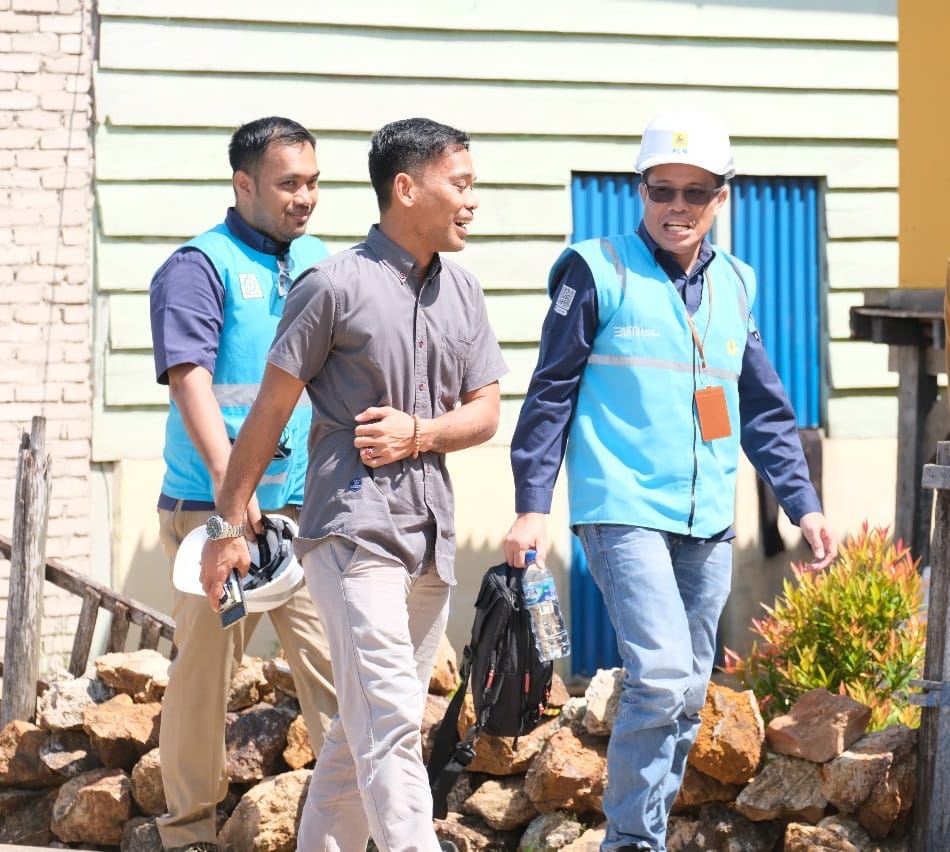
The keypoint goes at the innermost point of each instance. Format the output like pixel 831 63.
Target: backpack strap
pixel 450 755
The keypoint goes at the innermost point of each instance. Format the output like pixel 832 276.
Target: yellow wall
pixel 923 141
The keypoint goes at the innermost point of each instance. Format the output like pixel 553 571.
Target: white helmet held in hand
pixel 275 573
pixel 686 135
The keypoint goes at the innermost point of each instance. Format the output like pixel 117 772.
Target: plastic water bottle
pixel 547 622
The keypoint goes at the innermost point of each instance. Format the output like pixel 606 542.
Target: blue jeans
pixel 664 595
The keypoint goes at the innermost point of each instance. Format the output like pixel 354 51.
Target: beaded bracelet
pixel 415 436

---------------

__Your task__:
Please rewrite all of the rows above, swapping every "innermost" for "centermost" and leaving everything else unchanged. Leave the pictures out of your answer.

__Exercise solution__:
The keypoint goes at the centermost point of each instance. Format the output like pixel 831 63.
Target: backpack strap
pixel 450 755
The keypoint goes at the centermost point of each instance. Format the output like pixel 832 276.
Target: yellow wall
pixel 923 141
The keypoint goes at the centermost point of each instance. Format the output like pixel 553 571.
Target: white helmet held in hand
pixel 275 573
pixel 686 135
The keypoint goes at the centermost point of each instance. Format the output like pixel 117 772.
Target: plastic water bottle
pixel 547 622
The keypoint goes at the centermost point of each instance. Format the output like pixel 606 542.
Target: blue jeans
pixel 664 595
The keypoint goes at the centermost point of each instance. Format the output like pixel 354 51.
Target: beaded bracelet
pixel 415 436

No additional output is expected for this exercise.